Article:
Herein, we report direct measurements of the interlayer shear stress in incommensurately stacked bilayer graphenes produced both by mechanical exfoliation of graphite and chemical vapour deposition (CVD) synthesis, simply supported on a polymer substrate. As each specimen consists of two randomly overlapping monolayers, its 2D Raman peak is a single peak indicating AA23 stacking in contrast to the composition of four subpeaks of a Bernal-stacked (AB) bilayer24. The specimens are subjected to tensile strain on flexed beams under a Raman microscope as explained previously25,26. The top single layer is selected to be smaller than the bottom layer in such a way that it is not in contact with the polymer, and therefore is stretched only by the strain transferred solely by the bottom layer. In fact, the different levels of strain in the two layers lead to 2D peak splitting that allows the monitoring of strain applied on each layer and the estimation of interlayer shear stress using continuum theory. On the contrary, the 2D peak of an AB-stacked bilayer shifts as one unit under strain27. As argued herein, the measured range of shear stresses (which are relaxed/reduced during sliding) indicates a superlubric behaviour. This behaviour persists macroscopically since the CVD information is collected from an extensive contact area in the range of mm2, which is much larger than in any previously reported works. Molecular dynamic (MD) simulations are also performed to further elucidate the experimental findings. Specifically, we examine the effect of wrinkles and shearing direction on the ISS of bilayer graphene. The wrinkles tend to decrease the ISS between the graphene layers, while shearing in incommensurate chiral directions breaks the stick-slip behaviour accompanied with a dramatic decrease in ISS.

Given information:
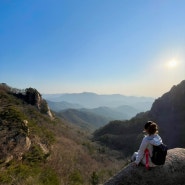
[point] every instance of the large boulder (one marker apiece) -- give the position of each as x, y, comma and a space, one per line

Task objective: According to the graphene passage, how does the 2D peak of an AB-stacked bilayer behave under strain? Please rely only on the graphene passage, not the material.

Final result: It shifts as one unit.